Task brief. Without the pictures, extract every line from the start of the material to the line containing "# test: pointer drops one pin on the white hull, once", both ends included.

=== Data for this task ===

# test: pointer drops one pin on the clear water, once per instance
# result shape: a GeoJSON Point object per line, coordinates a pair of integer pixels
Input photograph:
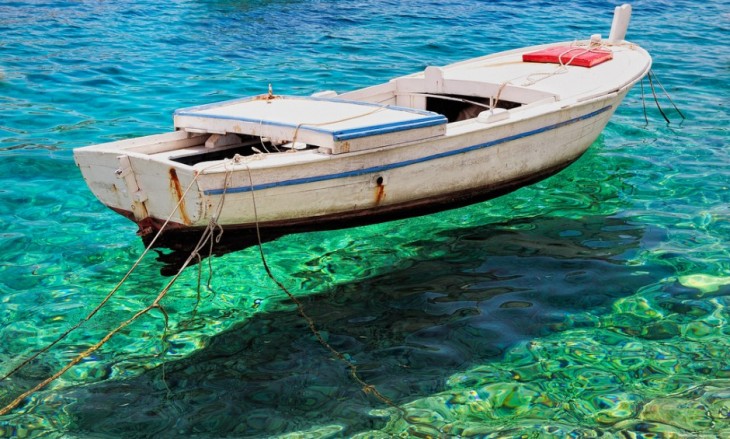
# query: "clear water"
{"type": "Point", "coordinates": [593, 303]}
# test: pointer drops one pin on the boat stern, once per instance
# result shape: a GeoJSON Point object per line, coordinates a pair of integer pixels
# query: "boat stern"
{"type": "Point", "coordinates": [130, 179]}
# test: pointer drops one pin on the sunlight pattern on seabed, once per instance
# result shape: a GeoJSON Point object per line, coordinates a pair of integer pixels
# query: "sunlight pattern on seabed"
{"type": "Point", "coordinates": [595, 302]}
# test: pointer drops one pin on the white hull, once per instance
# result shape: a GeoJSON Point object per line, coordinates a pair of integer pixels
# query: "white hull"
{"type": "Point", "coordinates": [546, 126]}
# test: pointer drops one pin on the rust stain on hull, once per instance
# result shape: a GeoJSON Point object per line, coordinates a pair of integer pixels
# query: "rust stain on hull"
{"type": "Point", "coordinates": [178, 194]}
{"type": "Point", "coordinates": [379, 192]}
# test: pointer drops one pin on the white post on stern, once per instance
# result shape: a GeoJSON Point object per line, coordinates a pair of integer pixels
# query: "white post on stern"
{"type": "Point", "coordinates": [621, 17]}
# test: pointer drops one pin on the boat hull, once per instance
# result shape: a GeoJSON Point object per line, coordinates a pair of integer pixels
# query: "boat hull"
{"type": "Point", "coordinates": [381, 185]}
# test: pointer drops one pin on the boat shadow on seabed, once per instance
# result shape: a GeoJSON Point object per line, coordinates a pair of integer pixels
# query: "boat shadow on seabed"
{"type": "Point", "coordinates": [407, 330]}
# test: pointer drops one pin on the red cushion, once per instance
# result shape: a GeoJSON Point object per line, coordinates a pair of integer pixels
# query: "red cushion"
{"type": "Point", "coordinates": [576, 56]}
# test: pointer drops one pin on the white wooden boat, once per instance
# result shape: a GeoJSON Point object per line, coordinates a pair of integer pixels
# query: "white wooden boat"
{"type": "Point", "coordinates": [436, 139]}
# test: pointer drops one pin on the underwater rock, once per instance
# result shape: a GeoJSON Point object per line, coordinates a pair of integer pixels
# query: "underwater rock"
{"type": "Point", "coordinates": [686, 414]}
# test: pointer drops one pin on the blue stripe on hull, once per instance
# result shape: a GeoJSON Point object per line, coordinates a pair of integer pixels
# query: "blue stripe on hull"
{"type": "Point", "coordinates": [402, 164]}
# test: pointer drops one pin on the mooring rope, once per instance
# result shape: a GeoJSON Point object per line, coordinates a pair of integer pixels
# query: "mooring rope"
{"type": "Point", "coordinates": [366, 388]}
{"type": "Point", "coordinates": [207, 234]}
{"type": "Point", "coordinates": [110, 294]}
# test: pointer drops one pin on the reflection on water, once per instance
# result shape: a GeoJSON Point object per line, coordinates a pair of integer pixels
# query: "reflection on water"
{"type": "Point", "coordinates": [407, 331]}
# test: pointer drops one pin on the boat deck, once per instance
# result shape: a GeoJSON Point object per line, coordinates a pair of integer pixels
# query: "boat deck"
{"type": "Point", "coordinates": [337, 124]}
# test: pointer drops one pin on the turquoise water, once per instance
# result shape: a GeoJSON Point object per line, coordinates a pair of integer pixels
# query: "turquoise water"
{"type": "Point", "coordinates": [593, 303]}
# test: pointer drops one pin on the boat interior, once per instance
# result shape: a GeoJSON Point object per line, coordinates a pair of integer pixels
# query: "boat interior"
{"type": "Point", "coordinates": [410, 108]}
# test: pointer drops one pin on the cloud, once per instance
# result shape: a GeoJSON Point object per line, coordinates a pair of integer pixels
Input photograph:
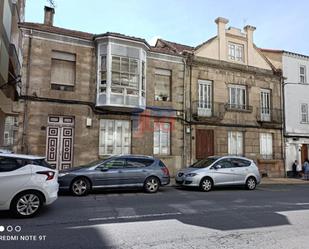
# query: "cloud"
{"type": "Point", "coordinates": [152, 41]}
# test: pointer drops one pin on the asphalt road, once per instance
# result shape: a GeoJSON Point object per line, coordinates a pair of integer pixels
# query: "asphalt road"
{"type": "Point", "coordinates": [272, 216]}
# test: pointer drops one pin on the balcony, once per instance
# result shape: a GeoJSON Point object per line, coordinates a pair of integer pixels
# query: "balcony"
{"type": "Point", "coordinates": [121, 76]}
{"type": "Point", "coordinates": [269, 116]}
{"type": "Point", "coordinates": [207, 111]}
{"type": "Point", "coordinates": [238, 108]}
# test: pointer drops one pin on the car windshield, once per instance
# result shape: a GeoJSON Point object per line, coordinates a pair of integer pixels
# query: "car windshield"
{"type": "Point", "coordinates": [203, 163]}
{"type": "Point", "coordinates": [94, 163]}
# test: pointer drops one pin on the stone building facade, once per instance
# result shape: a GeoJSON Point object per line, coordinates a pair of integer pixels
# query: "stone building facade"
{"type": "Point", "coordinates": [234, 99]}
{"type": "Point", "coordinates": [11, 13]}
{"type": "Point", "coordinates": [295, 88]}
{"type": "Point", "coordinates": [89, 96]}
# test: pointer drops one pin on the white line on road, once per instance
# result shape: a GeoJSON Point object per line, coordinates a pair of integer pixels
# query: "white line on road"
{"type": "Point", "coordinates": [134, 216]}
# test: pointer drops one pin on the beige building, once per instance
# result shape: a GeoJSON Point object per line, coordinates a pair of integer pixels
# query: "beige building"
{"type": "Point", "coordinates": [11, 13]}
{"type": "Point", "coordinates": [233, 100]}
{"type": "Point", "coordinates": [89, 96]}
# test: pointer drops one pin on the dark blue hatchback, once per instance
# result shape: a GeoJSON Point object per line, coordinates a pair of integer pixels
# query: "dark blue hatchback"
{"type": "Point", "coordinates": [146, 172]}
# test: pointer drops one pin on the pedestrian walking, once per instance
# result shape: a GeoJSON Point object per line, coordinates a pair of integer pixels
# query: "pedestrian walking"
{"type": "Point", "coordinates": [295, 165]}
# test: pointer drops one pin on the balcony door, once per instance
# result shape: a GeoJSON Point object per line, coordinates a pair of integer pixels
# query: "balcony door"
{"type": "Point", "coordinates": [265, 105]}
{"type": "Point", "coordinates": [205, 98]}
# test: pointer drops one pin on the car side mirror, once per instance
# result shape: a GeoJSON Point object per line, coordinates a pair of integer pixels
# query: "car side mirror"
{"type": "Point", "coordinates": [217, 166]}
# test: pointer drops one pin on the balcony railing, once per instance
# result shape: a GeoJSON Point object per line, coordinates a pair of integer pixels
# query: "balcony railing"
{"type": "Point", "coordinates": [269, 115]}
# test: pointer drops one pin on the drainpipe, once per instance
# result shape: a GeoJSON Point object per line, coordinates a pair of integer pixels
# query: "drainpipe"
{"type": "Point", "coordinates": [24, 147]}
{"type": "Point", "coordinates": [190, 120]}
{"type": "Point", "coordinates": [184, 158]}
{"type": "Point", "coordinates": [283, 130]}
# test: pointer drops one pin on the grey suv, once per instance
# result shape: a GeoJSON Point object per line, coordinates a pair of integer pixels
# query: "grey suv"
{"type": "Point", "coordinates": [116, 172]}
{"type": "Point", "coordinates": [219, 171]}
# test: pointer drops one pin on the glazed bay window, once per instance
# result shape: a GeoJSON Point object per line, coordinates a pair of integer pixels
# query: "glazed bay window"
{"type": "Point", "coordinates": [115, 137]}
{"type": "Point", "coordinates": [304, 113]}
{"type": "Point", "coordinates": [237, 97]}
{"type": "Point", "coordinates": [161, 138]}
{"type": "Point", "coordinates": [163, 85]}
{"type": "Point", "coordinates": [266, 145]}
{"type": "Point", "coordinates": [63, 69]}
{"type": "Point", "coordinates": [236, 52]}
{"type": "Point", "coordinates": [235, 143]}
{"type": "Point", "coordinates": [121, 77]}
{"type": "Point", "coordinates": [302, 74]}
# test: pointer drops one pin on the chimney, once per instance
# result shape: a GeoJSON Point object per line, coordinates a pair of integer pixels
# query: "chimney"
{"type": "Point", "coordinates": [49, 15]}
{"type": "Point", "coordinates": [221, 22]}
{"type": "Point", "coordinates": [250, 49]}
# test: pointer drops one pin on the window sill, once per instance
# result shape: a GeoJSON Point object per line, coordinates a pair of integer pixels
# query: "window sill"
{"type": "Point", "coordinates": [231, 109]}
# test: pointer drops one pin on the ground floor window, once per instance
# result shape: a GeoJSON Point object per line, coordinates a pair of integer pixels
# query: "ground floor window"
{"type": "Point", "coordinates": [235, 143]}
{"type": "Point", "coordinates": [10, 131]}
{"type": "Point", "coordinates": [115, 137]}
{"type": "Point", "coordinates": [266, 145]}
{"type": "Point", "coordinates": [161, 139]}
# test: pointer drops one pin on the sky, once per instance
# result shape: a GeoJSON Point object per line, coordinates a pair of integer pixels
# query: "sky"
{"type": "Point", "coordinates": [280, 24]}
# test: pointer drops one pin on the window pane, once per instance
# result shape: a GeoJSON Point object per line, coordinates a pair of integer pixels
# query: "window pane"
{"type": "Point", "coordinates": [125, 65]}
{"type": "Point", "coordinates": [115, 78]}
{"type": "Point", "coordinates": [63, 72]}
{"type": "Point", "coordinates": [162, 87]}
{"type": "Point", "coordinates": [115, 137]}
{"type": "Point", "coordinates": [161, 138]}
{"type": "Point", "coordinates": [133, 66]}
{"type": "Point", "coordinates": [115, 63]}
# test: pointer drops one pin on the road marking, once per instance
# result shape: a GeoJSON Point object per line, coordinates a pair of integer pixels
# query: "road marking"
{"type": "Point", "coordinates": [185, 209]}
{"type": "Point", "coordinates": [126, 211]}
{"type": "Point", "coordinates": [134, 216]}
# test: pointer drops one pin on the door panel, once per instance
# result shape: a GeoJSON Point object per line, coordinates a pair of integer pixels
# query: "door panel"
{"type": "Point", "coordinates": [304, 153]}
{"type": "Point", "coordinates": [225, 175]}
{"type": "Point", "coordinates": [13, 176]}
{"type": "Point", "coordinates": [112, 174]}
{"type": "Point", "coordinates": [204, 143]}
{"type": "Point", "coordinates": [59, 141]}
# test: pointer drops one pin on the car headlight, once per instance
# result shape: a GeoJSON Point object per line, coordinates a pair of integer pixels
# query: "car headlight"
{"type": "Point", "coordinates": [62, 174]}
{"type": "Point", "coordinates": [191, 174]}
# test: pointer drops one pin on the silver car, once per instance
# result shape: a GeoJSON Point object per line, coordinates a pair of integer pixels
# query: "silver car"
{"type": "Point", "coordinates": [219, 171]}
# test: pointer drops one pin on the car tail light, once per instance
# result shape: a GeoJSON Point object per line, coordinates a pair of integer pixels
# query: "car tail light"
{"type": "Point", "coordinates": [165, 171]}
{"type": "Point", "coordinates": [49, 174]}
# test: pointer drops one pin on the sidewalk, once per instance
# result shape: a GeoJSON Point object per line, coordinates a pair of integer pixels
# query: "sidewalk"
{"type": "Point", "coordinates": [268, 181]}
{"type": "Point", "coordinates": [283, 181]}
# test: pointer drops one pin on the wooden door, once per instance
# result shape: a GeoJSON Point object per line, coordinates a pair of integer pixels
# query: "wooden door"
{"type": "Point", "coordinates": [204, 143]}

===

Exercise output.
# test: pointer drops one pin on the clear water, once per instance
# result shape: a GeoJSON Point object per line, coordinates a pair of integer pixels
Input photograph:
# query: "clear water"
{"type": "Point", "coordinates": [593, 303]}
# test: pointer drops one pin on the boat stern, once per instance
# result shape: a GeoJSON Point object per line, coordinates a pair of integer pixels
# query: "boat stern"
{"type": "Point", "coordinates": [130, 179]}
# test: pointer drops one pin on the sunlight pattern on seabed, once per instance
# result shape: a GeoJSON Point object per line, coordinates a pair of integer pixels
# query: "sunlight pattern on seabed"
{"type": "Point", "coordinates": [595, 302]}
# test: pointer drops one pin on the white hull, once per instance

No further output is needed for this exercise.